- [TASK ITEM]:
Set down all the entries again, word for word.

- [DATA FOR ANALYSIS]:
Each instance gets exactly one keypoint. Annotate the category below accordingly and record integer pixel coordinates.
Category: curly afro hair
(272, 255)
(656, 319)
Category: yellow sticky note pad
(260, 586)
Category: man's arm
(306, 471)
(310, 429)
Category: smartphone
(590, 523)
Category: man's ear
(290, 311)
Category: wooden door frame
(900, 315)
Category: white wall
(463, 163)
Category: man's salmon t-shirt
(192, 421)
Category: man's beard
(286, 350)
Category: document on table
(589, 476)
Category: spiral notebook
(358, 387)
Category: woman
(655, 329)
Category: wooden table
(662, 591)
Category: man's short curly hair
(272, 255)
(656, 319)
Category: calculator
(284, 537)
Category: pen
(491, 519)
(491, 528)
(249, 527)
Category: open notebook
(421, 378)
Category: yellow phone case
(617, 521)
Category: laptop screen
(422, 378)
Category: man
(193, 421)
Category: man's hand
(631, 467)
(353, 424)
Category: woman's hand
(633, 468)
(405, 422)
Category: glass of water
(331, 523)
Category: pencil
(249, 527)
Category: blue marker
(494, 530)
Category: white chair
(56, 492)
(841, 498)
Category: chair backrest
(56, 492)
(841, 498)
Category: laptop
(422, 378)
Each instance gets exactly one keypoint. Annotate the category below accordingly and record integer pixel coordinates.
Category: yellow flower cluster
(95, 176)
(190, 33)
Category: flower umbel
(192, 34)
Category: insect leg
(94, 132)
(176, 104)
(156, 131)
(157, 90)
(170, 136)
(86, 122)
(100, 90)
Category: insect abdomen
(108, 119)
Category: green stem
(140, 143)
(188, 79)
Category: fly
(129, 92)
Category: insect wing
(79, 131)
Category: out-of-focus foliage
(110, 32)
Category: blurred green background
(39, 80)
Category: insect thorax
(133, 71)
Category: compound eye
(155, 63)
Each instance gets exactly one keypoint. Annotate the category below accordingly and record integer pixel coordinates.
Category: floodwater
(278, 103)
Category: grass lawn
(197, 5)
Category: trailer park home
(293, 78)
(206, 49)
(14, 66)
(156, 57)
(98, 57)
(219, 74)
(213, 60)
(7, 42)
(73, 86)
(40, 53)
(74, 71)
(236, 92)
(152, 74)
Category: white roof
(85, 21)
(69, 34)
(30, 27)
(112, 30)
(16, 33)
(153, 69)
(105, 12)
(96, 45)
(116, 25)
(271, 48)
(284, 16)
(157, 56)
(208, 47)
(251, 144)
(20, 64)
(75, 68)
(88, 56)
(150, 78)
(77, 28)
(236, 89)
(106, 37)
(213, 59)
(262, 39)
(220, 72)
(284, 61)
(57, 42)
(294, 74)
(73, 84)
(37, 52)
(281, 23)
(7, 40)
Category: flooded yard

- [RESPONSE AREA]:
Each instance gets exactly one keypoint. Annotate the category below accordingly and record integer pixel coordinates.
Category: curly afro hair
(272, 255)
(656, 319)
Category: yellow sticky note pad
(260, 586)
Category: man's arm
(306, 471)
(310, 429)
Category: smartphone
(590, 523)
Category: man's ear
(290, 311)
Category: wooden door frame
(900, 315)
Category: white wall
(463, 163)
Category: man's salmon t-shirt
(192, 421)
Category: man's beard
(286, 350)
Category: document on table
(589, 476)
Category: spiral notebook
(358, 387)
Category: woman
(655, 329)
Category: wooden table
(662, 591)
Category: man's short curly hair
(272, 255)
(656, 319)
Category: calculator
(284, 537)
Category: pen
(491, 519)
(491, 528)
(249, 527)
Category: open notebook
(421, 378)
Category: yellow phone case
(617, 521)
Category: laptop screen
(422, 378)
Category: man
(193, 421)
Category: man's hand
(631, 467)
(353, 424)
Category: woman's hand
(633, 468)
(405, 422)
Category: glass of water
(331, 523)
Category: pencil
(249, 527)
Category: blue marker
(494, 530)
Category: white chair
(56, 492)
(841, 498)
Category: chair backrest
(56, 492)
(841, 498)
Category: laptop
(422, 378)
Each instance gets exactly one keypoint. Annotate the category below accordingly and record integer pixel coordinates.
Category: yellow flower cluster
(95, 176)
(190, 33)
Category: flower umbel
(192, 34)
Category: insect leg
(94, 132)
(176, 104)
(156, 131)
(157, 90)
(170, 136)
(86, 122)
(100, 90)
Category: insect abdomen
(108, 119)
Category: green stem
(140, 143)
(188, 79)
Category: fly
(129, 92)
Category: insect wing
(79, 131)
Category: out-of-focus foliage
(110, 32)
Category: blurred green background
(39, 80)
Category: insect thorax
(133, 71)
Category: compound eye
(155, 63)
Each instance gets exactly one keypoint. Annotate the category below accordingly and record integer pixel coordinates.
Category: floodwater
(278, 103)
Category: grass lawn
(197, 5)
Category: trailer park home
(293, 78)
(206, 49)
(14, 66)
(156, 57)
(98, 57)
(219, 74)
(213, 60)
(7, 42)
(73, 86)
(40, 53)
(74, 71)
(236, 92)
(152, 74)
Category: white roof
(85, 21)
(69, 34)
(30, 27)
(112, 30)
(16, 33)
(153, 69)
(105, 12)
(96, 45)
(116, 25)
(271, 48)
(284, 16)
(157, 56)
(208, 47)
(251, 144)
(20, 64)
(75, 68)
(88, 56)
(150, 78)
(77, 28)
(236, 89)
(106, 37)
(213, 59)
(262, 39)
(220, 72)
(284, 61)
(57, 42)
(294, 74)
(73, 84)
(37, 52)
(281, 23)
(7, 40)
Category: flooded yard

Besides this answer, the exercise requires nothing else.